**RECORDS SUPPLIED**.
--- --- ---
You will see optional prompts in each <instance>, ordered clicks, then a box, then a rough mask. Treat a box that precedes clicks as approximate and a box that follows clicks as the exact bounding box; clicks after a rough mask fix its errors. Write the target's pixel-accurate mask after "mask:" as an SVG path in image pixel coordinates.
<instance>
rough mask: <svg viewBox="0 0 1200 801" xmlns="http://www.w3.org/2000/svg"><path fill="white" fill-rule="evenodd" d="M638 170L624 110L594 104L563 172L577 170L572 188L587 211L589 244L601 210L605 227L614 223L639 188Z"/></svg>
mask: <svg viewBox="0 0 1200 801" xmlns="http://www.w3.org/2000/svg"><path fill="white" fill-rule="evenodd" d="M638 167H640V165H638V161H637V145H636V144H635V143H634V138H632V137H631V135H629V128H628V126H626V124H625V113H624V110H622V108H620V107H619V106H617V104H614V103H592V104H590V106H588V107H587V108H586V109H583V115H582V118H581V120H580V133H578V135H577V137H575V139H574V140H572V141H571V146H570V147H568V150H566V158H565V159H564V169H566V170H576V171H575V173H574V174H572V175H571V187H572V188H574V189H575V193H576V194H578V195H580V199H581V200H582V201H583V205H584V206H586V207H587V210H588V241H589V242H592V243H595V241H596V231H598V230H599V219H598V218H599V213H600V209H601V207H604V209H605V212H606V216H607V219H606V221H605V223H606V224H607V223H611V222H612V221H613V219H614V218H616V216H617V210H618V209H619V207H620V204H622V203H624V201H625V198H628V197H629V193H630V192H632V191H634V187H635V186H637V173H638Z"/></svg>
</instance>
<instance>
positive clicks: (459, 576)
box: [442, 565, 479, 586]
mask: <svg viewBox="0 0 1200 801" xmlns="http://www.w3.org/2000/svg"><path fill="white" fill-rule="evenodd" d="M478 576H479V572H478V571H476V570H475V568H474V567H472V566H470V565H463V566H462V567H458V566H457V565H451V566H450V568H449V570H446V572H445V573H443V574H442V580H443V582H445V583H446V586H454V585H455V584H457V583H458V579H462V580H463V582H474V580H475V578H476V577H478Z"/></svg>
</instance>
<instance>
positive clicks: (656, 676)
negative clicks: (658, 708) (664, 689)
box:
--- --- ---
**WORK ITEM**.
Copy the entire listing exactly. Do not skip a line.

**OUTPUT BELOW**.
You will see optional prompts in each <instance>, ordered clicks, then a box, then a rough mask. Treat a box that precedes clicks as approximate and a box that follows clicks as the exact bounding box; clicks after a rough mask fix its errors. Write the target's pixel-accurate mask after "mask:" as an SVG path in image pixel coordinates.
<instance>
rough mask: <svg viewBox="0 0 1200 801" xmlns="http://www.w3.org/2000/svg"><path fill="white" fill-rule="evenodd" d="M638 170L624 110L594 104L563 172L577 170L572 188L587 211L589 244L601 210L605 227L614 223L639 188Z"/></svg>
mask: <svg viewBox="0 0 1200 801" xmlns="http://www.w3.org/2000/svg"><path fill="white" fill-rule="evenodd" d="M638 167H640V165H638V161H637V145H636V144H635V143H634V138H632V137H631V135H629V128H628V126H626V124H625V113H624V110H622V108H620V107H619V106H617V104H614V103H592V104H590V106H588V107H587V108H586V109H583V115H582V118H581V120H580V133H578V135H577V137H575V139H574V140H572V141H571V146H570V147H568V150H566V158H565V159H564V169H566V170H576V171H575V173H574V174H572V175H571V187H572V188H574V189H575V193H576V194H578V195H580V199H581V200H582V201H583V205H584V206H586V207H587V210H588V241H589V242H592V243H595V241H596V231H598V230H599V219H598V218H599V213H600V209H601V207H604V209H605V212H606V216H607V219H606V221H605V223H606V224H607V223H611V222H612V221H613V219H614V218H616V216H617V210H618V209H619V207H620V204H622V203H624V201H625V198H628V197H629V193H630V192H632V191H634V187H635V186H637V173H638Z"/></svg>
</instance>
<instance>
positive clicks: (459, 576)
box: [442, 565, 479, 586]
mask: <svg viewBox="0 0 1200 801" xmlns="http://www.w3.org/2000/svg"><path fill="white" fill-rule="evenodd" d="M478 576H479V572H478V571H476V570H475V568H474V567H472V566H470V565H463V566H462V567H458V566H457V565H451V566H450V568H449V570H446V572H445V573H443V574H442V580H443V582H445V583H446V586H454V585H455V584H457V583H458V579H462V580H463V582H474V580H475V578H476V577H478Z"/></svg>
</instance>
<instance>
positive clicks: (656, 676)
negative clicks: (658, 708) (664, 689)
box:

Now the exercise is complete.